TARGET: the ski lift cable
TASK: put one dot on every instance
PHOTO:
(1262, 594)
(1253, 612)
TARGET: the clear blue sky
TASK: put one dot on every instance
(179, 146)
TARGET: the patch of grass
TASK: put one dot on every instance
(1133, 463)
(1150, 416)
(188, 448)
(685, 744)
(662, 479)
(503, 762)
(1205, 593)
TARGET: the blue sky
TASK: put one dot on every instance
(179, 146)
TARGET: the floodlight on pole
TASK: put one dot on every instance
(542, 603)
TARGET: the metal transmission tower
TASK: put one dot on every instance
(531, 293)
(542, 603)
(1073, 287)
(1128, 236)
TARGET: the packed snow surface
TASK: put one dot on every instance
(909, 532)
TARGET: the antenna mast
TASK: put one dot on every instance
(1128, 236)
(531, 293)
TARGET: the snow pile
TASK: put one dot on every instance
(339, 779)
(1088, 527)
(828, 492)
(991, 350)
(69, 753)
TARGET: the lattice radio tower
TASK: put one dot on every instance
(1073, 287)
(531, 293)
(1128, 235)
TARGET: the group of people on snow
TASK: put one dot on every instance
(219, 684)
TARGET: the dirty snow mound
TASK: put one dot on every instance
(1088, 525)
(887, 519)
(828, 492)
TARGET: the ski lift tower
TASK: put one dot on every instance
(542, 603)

===============

▶ _EXERCISE PROMPT_
Print the records once more, exactly as they were given.

▶ _EXERCISE SOLUTION_
TARGET: the ski lift cable
TASK: put one dot on every instance
PHOTO:
(1262, 594)
(1253, 612)
TARGET: the clear blue sky
TASK: put one dot on every instance
(179, 146)
TARGET: the patch of grass
TASK: put one dot on every instance
(1133, 463)
(1150, 416)
(188, 448)
(685, 744)
(662, 479)
(503, 762)
(1205, 593)
TARGET: the blue sky
TASK: put one dot on every instance
(179, 146)
TARGET: the floodlight on pole
TASK: put one dot on every instance
(542, 603)
TARGET: the metal transmission tower
TASK: put one dot on every instance
(531, 293)
(542, 603)
(1073, 287)
(1128, 236)
TARGET: the packed snow surface
TASK: put one dot on every instance
(909, 532)
TARGET: the antenna mast
TASK: put one dot on every instance
(1128, 236)
(531, 293)
TARGET: the snow pile
TASK: put one dot on every instance
(339, 779)
(1088, 527)
(828, 492)
(991, 350)
(69, 753)
TARGET: the lattice radio tower
TASK: put one dot on every instance
(1073, 287)
(531, 293)
(1128, 235)
TARGET: the group of people on snow
TASK: put one dot on every instance
(219, 684)
TARGET: the dirty snow mound
TASK: put one dot on every instance
(1088, 525)
(887, 519)
(828, 492)
TARGET: the ski lift tower
TASK: put one dot on every instance
(542, 603)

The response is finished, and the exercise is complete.